## Goals
(a) In two sentences, what does the web scraping text say?
(b) Rewrite the web scraping text between "## Web Scraping" and "table (spreadsheet) format.", inclusive, with "spreadsheet" changed to "worksheet".
------ Source excerpt
# Web Scraping using BeautifulSoup 

## Web Scraping (also termed Screen Scraping, Web Data Extraction, Web Harvesting etc.) is a technique employed to extract large amounts of data from websites whereby the data is extracted and saved to a local file in your computer or to a database in table (spreadsheet) format.

In [1]:
# Loading libraries
import numpy as np
import pandas as pd
import requests
from bs4 import BeautifulSoup

# Here is the link to Trump's lies artcile from NY-Times. https://www.nytimes.com/interactive/2017/06/23/opinion/trumps-lies.html

# Here is the structure of the first lie:

In [2]:
link = "https://www.nytimes.com/interactive/2017/06/23/opinion/trumps-lies.html"
response = requests.get(link)

# Collecting all the records

In [3]:
soup = BeautifulSoup(response.text, "html.parser")

In [4]:
results = soup.find_all(name = "span", attrs = {"class" : "short-desc"})

In [5]:
len(results)
------------
------ Data extract
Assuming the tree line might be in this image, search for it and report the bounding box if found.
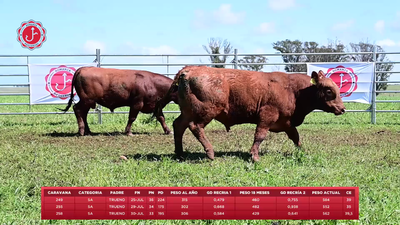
[203,38,393,90]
------------
## Solutions to the tasks
(a) Web scraping is a technique for extracting large amounts of data from websites and saving it to a local file or to a database in table format. The code loads libraries, requests a New York Times page about Trump's lies, parses the response with BeautifulSoup, finds all span elements with the class "short-desc," and counts the results.

(b)
## Web Scraping (also termed Screen Scraping, Web Data Extraction, Web Harvesting etc.) is a technique employed to extract large amounts of data from websites whereby the data is extracted and saved to a local file in your computer or to a database in table (worksheet) format.